_What this task involves_
Extract all of the entries and give them again, word for word.

_Data listing_
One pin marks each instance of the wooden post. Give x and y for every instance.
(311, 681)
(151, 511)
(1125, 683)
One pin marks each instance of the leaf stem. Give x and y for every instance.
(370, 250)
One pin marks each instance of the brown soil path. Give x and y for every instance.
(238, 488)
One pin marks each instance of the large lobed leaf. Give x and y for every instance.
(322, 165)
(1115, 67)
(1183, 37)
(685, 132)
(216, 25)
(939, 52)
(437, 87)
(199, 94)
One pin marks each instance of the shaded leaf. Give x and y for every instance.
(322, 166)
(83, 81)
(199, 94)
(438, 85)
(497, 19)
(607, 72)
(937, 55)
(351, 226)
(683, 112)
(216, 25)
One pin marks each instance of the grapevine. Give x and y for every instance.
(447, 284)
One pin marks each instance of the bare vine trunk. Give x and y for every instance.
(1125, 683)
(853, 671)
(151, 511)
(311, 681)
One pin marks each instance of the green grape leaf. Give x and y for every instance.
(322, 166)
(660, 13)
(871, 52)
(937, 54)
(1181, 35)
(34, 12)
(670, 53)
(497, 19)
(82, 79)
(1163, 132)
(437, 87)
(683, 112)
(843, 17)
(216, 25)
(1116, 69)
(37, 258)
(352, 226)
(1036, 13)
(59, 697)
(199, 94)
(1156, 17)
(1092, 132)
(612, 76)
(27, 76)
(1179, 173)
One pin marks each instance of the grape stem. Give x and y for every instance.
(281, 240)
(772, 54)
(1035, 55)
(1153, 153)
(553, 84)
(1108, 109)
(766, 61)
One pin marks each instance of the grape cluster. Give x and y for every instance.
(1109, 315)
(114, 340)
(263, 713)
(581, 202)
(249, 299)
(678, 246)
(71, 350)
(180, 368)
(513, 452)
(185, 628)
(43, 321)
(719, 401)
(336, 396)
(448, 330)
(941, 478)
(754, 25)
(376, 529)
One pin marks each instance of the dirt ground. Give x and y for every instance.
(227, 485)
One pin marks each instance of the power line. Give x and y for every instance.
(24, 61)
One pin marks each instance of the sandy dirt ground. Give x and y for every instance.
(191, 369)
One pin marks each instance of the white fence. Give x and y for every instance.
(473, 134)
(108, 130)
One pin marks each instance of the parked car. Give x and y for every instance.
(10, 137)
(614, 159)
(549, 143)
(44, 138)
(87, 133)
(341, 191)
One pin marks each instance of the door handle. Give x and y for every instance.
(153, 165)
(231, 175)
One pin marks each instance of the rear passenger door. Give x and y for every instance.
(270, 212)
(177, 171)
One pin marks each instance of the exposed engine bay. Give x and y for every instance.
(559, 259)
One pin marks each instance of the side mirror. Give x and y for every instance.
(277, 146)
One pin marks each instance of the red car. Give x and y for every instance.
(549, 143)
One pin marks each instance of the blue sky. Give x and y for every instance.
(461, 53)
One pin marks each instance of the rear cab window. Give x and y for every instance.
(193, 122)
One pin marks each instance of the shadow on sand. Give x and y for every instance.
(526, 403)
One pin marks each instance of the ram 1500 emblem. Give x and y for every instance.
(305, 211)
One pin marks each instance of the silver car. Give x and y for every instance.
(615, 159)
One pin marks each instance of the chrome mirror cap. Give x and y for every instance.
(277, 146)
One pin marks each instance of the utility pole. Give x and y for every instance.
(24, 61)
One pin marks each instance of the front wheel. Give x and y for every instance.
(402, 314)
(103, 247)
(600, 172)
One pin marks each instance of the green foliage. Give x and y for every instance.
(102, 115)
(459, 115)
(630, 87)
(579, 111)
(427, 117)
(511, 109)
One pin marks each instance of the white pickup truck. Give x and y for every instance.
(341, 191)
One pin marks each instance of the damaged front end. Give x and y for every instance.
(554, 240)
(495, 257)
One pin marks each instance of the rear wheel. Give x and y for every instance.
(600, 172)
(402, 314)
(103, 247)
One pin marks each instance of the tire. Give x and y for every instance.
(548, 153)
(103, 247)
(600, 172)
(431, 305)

_Solution to the problem_
One pin marks each instance of the wooden post. Give x and y for every instance.
(311, 681)
(151, 511)
(1125, 683)
One pin marks each instance of the leaf stem. Give x and y for every instance.
(370, 250)
One pin marks each instance of the brown soil path. Give x and y for every instance.
(238, 488)
One pin marks each instance of the large lobed leaf. Give x and y for every instance.
(322, 165)
(1115, 67)
(1183, 37)
(685, 132)
(216, 25)
(939, 52)
(437, 87)
(199, 94)
One pin marks each instance of the shaded leaf. Give x and y for every instance.
(322, 166)
(83, 81)
(199, 94)
(438, 85)
(497, 19)
(607, 72)
(937, 55)
(351, 226)
(683, 112)
(216, 25)
One pin marks each instance of the grapevine. Give x and y for every instance.
(447, 284)
One pin marks each instance of the bare vine trunk. Give x and y for every instance.
(1125, 683)
(853, 671)
(151, 511)
(311, 681)
One pin marks each instance of the green grape leaf. Give x and y for every instance.
(322, 166)
(660, 13)
(871, 52)
(937, 54)
(1181, 35)
(34, 12)
(670, 53)
(497, 19)
(82, 79)
(1163, 132)
(437, 87)
(683, 112)
(843, 17)
(216, 25)
(1116, 69)
(37, 258)
(352, 226)
(1036, 13)
(59, 697)
(199, 94)
(1156, 17)
(1092, 132)
(612, 76)
(27, 76)
(1179, 173)
One pin marks each instance of the grape stem. Give x and y for every instance.
(281, 240)
(772, 54)
(1035, 55)
(1153, 153)
(553, 84)
(1108, 109)
(766, 61)
One pin marks each instance of the grape cluster. Give x and y for every instance.
(1109, 315)
(114, 340)
(263, 713)
(581, 202)
(249, 299)
(678, 246)
(71, 350)
(180, 368)
(513, 452)
(185, 628)
(43, 321)
(719, 401)
(336, 396)
(448, 330)
(941, 478)
(754, 25)
(376, 529)
One pin marks each instance of the dirt ground. Give x and y for every instance.
(227, 485)
One pin marks each instance of the power line. Give x and y for every instance.
(24, 61)
One pin marks each instance of the sandy dirt ground. Give x and y for every instance.
(191, 369)
One pin marks each instance of the white fence. Give x and y for every instance.
(473, 134)
(108, 130)
One pin marks each instance of the parked car. Give x and y for every instance.
(10, 137)
(614, 159)
(549, 143)
(44, 138)
(87, 133)
(341, 191)
One pin marks each instance of the door handle. Give x and y for every instance.
(153, 165)
(231, 175)
One pin marks each instance of the rear passenger door. Give x and y for every instance.
(270, 212)
(177, 171)
One pin marks each instance of the exposed engine bay. Give x and y for every instance.
(559, 259)
One pin marks each instance of the side mirror. Give x and y for every instance.
(277, 146)
One pin marks each instance of the red car. Give x and y for every instance.
(549, 143)
One pin marks each instance of the blue sky. Give x and y for every instance.
(461, 53)
One pin marks each instance of the rear cab window. Give x and y for every instance.
(193, 122)
One pin marks each instance of the shadow on sand. Give x and y for every instance.
(526, 403)
One pin marks each instance of the ram 1500 emblem. Give x and y for every instance.
(305, 211)
One pin marks each instance of the silver car. Give x and y for every instance.
(615, 159)
One pin marks each instance of the chrome mirror cap. Give x and y for every instance.
(277, 146)
One pin marks each instance of the utility pole. Give x and y for every instance.
(24, 61)
One pin marks each instance of the front wheel. Give x and y for every instance.
(402, 314)
(103, 247)
(600, 172)
One pin marks each instance of the green foliage. Give x and y for every instance.
(102, 115)
(459, 115)
(630, 87)
(579, 111)
(427, 117)
(511, 109)
One pin marks each instance of the white pickup truck. Give x and y for every instance.
(341, 191)
One pin marks each instance of the damaged front end. Give x and y for every instance.
(554, 240)
(495, 257)
One pin marks each instance of the rear wheel. Give x and y for every instance.
(600, 172)
(402, 314)
(103, 247)
One pin marks each instance of the tire. Give x and y for every instance.
(548, 153)
(103, 247)
(600, 172)
(431, 305)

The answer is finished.